» Your task
Switch "small tree" to "young tree" in the lines from the one containing "drawmask --target small" through the end of the records, both ends included, and write those lines out again with everything else unchanged.

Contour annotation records
▼▼▼

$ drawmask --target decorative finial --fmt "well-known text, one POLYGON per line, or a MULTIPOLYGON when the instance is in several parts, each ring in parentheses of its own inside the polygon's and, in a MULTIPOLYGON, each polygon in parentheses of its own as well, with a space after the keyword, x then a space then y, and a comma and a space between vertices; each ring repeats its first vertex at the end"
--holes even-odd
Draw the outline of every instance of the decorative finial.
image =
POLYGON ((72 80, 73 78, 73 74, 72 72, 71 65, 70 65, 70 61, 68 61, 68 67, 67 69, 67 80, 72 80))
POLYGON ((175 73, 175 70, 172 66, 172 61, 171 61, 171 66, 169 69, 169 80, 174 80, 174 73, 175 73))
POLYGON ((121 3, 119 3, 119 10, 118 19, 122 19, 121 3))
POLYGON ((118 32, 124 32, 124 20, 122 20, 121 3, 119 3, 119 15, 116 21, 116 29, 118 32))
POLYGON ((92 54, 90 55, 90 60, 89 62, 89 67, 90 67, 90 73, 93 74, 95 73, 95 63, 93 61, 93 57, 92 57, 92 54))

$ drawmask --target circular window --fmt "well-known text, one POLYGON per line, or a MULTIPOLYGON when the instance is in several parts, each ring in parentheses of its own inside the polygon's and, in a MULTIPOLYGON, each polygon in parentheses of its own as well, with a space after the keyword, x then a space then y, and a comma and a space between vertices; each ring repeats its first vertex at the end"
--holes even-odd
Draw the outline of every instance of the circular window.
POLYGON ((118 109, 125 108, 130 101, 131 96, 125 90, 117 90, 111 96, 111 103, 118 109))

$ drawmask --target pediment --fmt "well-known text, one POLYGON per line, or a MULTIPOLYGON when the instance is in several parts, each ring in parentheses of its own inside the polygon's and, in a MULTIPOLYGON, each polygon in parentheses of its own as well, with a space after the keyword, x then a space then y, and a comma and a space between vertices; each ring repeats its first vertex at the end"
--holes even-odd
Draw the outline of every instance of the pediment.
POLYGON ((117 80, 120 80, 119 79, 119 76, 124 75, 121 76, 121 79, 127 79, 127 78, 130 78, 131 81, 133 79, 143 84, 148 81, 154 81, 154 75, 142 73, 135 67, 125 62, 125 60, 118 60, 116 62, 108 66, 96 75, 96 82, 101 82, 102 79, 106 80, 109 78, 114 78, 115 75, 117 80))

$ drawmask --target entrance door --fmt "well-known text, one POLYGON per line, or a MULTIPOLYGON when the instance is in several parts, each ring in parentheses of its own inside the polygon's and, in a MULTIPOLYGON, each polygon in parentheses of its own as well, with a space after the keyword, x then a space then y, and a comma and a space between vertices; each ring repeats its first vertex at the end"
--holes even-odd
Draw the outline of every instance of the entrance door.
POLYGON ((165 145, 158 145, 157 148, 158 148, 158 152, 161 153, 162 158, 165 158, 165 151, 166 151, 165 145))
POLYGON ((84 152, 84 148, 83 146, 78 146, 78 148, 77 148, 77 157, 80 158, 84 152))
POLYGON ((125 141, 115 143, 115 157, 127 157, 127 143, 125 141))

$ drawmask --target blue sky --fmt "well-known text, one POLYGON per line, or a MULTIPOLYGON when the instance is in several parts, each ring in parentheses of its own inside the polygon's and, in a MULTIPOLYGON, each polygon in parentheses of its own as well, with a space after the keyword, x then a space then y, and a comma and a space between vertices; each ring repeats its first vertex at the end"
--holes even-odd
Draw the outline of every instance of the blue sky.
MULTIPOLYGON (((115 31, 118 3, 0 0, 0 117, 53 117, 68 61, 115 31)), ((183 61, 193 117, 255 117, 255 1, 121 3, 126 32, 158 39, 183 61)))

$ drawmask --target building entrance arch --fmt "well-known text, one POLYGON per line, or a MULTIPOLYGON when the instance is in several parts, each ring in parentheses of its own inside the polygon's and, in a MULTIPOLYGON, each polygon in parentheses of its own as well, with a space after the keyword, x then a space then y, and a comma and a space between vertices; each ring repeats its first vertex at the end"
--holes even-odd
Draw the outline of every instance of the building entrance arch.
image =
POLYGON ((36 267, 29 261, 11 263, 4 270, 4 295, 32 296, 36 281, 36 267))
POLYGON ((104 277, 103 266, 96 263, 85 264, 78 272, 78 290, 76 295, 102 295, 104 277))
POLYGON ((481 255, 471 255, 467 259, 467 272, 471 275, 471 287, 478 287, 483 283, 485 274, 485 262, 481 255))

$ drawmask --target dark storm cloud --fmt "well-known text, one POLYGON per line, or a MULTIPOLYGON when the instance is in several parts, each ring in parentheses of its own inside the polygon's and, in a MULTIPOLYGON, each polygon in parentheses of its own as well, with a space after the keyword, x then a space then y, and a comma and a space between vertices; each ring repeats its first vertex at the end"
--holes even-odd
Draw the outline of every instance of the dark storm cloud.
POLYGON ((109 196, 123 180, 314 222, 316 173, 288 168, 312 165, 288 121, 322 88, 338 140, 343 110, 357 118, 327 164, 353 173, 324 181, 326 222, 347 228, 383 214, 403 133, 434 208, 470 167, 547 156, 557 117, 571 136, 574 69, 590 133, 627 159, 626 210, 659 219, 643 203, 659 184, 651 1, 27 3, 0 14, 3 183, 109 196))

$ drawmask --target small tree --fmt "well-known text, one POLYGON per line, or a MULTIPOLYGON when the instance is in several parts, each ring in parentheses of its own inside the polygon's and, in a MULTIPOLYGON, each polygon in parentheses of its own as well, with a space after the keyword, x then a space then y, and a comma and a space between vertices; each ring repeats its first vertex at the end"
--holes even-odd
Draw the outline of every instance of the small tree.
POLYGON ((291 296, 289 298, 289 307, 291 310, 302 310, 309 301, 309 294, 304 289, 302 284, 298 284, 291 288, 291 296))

▲▲▲

» Output below
$ drawmask --target young tree --fmt "well-known text, one POLYGON per line, or a MULTIPOLYGON when the instance is in several parts, each ring in parentheses of its own inside the polygon's and, in a MULTIPOLYGON, each polygon in parentheses of its own as well, with a space after the keyword, x then a space then y, and a comma and a space between vertices; each ring repeats its first vertex at the end"
--holes even-odd
Draw the outline of every instance of the young tree.
POLYGON ((291 296, 289 298, 289 307, 291 310, 302 310, 309 301, 309 294, 304 289, 302 284, 298 284, 291 288, 291 296))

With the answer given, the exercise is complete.